Given text:
━━━━━━━━━━━━━━━━
Question 3: Which Birth Countries Have Produced the Highest Number of Nobel Laureates?

This question uses laureate-level birthplace information to identify which countries are most represented among Nobel laureates.

q3_birth_country_counts <- laureates_tbl %>%
  filter(!is.na(birth_country_now)) %>%
  count(birth_country_now, sort = TRUE)

q3_birth_country_counts %>%
  slice_head(n = 15) %>%
  kable(caption = "Top 15 present-day birth countries of Nobel laureates")
Top 15 present-day birth countries of Nobel laureates
birth_country_now n
USA 296
United Kingdom 94
Germany 84
France 63
Japan 30
Sweden 30
Russia 29
Poland 28
Canada 22
Italy 20
the Netherlands 20
Austria 19
Switzerland 19
Norway 13
China 12

Visualization

q3_birth_country_counts %>%
  slice_head(n = 15) %>%
  ggplot(aes(x = reorder(birth_country_now, n), y = n)) +
  geom_col() +
  coord_flip() +
  labs(
    title = "Top 15 Present-Day Birth Countries of Nobel Laureates",
    x = "Birth Country (Present-Day)",
    y = "Number of Laureates"
  )

Brief Interpretation

The United States stands far above all other countries with 296 laureates, followed by the United Kingdom and Germany. This suggests that Nobel laureates are heavily concentrated in a small number of countries, especially the United States, which dominates the present-day birth-country distribution in this dataset.


Question 4: Which Countries Appear to Lose the Most Nobel Laureates?

To make this question analytical rather than a simple count, this section compares each laureate’s present-day birth country with the country of award-time affiliation recorded in the prize data. Cases where the two do not match are treated as cross-country movement.

q4_country_loss <- affiliations_tbl %>%
  filter(
    !is.na(birth_country_now),
    !is.na(affiliation_country),
    birth_country_now != affiliation_country
  ) %>%
  distinct(laureate_id, award_year, category, birth_country_now, affiliation_country) %>%
  count(birth_country_now, sort = TRUE)
━━━━━━━━━━━━━━━━
Information supplied:
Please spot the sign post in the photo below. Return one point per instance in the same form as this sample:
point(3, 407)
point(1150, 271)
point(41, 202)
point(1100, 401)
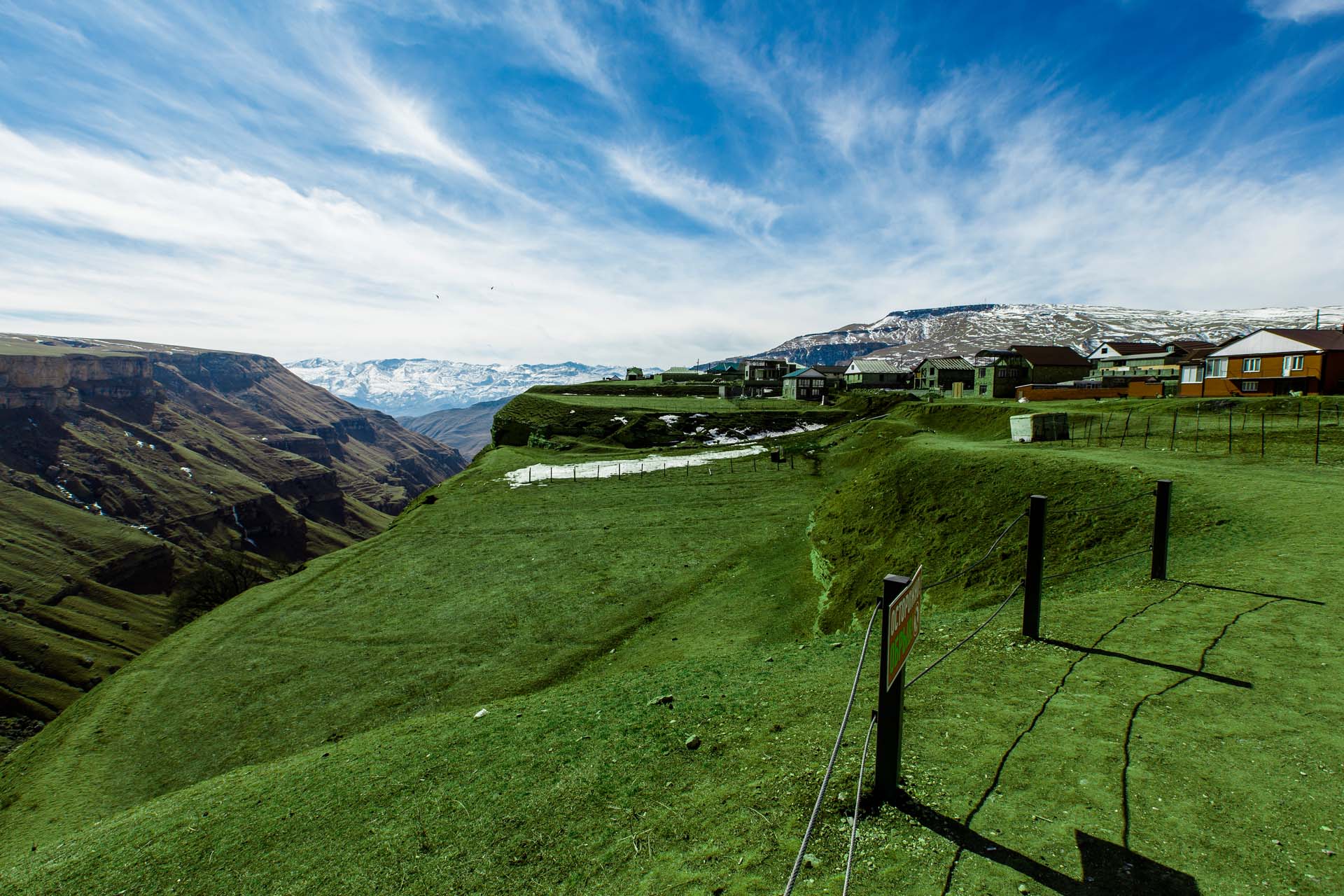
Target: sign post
point(901, 598)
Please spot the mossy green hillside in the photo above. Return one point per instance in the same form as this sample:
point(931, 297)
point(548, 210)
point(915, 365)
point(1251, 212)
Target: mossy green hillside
point(321, 735)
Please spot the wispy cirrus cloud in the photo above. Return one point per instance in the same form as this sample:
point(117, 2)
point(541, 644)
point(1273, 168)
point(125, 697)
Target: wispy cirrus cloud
point(307, 178)
point(1297, 10)
point(720, 206)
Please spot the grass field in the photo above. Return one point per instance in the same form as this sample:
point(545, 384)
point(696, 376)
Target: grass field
point(321, 734)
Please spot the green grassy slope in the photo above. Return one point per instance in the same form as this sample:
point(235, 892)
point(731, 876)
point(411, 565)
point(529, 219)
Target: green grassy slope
point(320, 734)
point(65, 625)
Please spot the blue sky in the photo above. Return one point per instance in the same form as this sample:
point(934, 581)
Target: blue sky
point(655, 182)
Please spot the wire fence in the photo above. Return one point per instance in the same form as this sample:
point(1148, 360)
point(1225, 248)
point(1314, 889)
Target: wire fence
point(1018, 589)
point(1310, 433)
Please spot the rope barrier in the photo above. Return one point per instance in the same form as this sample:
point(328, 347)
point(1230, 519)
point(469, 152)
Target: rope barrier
point(974, 566)
point(1104, 507)
point(858, 793)
point(961, 644)
point(835, 751)
point(1093, 566)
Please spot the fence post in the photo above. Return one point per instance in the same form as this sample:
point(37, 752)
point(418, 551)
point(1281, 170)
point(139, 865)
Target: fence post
point(1161, 528)
point(1035, 566)
point(891, 703)
point(1317, 433)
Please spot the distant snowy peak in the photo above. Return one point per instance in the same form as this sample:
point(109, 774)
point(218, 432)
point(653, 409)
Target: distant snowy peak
point(965, 330)
point(414, 386)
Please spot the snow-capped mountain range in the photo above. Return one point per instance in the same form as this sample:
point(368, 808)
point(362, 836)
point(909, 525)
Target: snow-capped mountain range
point(414, 386)
point(965, 330)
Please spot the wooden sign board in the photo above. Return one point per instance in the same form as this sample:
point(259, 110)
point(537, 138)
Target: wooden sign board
point(904, 626)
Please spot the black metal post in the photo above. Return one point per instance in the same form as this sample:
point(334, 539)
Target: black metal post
point(1035, 566)
point(1161, 528)
point(891, 703)
point(1317, 433)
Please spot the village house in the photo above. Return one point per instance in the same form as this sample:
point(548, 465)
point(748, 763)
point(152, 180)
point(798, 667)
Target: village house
point(808, 384)
point(999, 372)
point(944, 372)
point(876, 372)
point(724, 370)
point(764, 377)
point(1144, 359)
point(1269, 362)
point(834, 374)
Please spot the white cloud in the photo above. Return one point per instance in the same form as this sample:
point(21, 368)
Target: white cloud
point(545, 26)
point(717, 204)
point(1297, 10)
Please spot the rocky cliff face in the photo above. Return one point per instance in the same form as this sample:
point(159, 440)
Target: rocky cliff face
point(188, 451)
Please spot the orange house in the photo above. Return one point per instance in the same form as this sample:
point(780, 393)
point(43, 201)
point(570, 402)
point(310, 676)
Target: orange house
point(1269, 362)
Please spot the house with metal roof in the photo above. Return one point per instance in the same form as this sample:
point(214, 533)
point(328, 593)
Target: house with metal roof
point(1270, 362)
point(876, 372)
point(762, 377)
point(944, 372)
point(808, 384)
point(1144, 359)
point(999, 372)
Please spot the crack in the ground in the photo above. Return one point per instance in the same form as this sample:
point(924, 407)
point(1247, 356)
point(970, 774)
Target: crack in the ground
point(1003, 761)
point(1133, 716)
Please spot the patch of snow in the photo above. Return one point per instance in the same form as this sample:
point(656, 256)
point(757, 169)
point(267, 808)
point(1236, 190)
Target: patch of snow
point(542, 473)
point(756, 437)
point(419, 386)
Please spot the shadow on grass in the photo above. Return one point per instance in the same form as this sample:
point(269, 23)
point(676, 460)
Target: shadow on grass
point(1170, 666)
point(1257, 594)
point(1108, 868)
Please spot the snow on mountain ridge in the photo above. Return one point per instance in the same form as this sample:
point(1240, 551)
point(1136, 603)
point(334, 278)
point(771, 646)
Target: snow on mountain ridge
point(416, 386)
point(911, 335)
━━━━━━━━━━━━━━━━
Brief A:
Answer these questions about the Nobel laureate analysis:
(i) How many laureates does the table list for the United Kingdom?
(ii) What label does the bar chart give its y axis?
(iii) Under Question 4, which cases count as cross-country movement?
Brief B: Can you sum up the Nobel laureate analysis in two sentences?
Brief C: Carry on with the Nobel laureate analysis from its last line of code.
The records come from a different source than the Nobel laureate analysis.

Response A:
(i) 94
(ii) "Number of Laureates"
(iii) Cases where a laureate's present-day birth country does not match the country of award-time affiliation.

Response B: The analysis counts Nobel laureates by present-day birth country and finds the United States far ahead with 296, followed by the United Kingdom and Germany, which suggests laureates are concentrated in a few countries. It then asks which countries lose the most laureates by comparing each laureate's present-day birth country with the country of award-time affiliation and treating mismatches as cross-country movement.

Response C:
q4_country_loss %>%
  slice_head(n = 15) %>%
  kable(caption = "Top 15 birth countries whose laureates were awarded with affiliations in another country")
Top 15 birth countries whose laureates were awarded with affiliations in another country
birth_country_now n
Germany 27
United Kingdom 25
Poland 20
Canada 15
France 15
Austria 12
Russia 12
the Netherlands 10
Hungary 9
Scotland 9
Italy 8
Japan 8
China 7
Australia 6
India 5

Visualization

q4_country_loss %>%
  slice_head(n = 15) %>%
  ggplot(aes(x = reorder(birth_country_now, n), y = n)) +
  geom_col() +
  coord_flip() +
  labs(
    title = "Countries Losing Laureates to Another Affiliation Country",
    x = "Birth Country (Present-Day)",
    y = "Cross-Country Laureate Count"
  )

Additional Comparison Table

This table shows the most common country-to-country flows.

q4_flows <- affiliations_tbl %>%
  filter(
    !is.na(birth_country_now),
    !is.na(affiliation_country),
    birth_country_now != affiliation_country
  ) %>%
  distinct(laureate_id, award_year, category, birth_country_now, affiliation_country) %>%
  count(birth_country_now, affiliation_country, sort = TRUE)

q4_flows %>%
  slice_head(n = 15) %>%
  kable(caption = "Most common cross-country laureate flows")
Most common cross-country laureate flows
birth_country_now affiliation_country n
United Kingdom USA 19
Canada USA 15
Germany USA 14
France USA 9
Poland Germany 9
Japan USA 8
Scotland United Kingdom 7
China USA 6
Poland USA 6
Russia USA 6
Austria Germany 5
Austria USA 5
Hungary USA 5
Italy USA 5
Germany Switzerland 4

Brief Interpretation

Germany, the United Kingdom, and Poland appear most often in the cross-country counts, meaning many laureates born there were affiliated with institutions in another country at the time of the award. The flow table shows that the United States is the most common destination, which suggests that it has been a major attractor of Nobel-level researchers and scholars.


Conclusion

The Nobel Prize API data was successfully retrieved in full, transformed into tidy data frames, and used to answer four data-driven questions. The analysis shows category-level patterns, long-term trends across decades, country-level birthplace representation, and cross-country affiliation patterns among Nobel laureates.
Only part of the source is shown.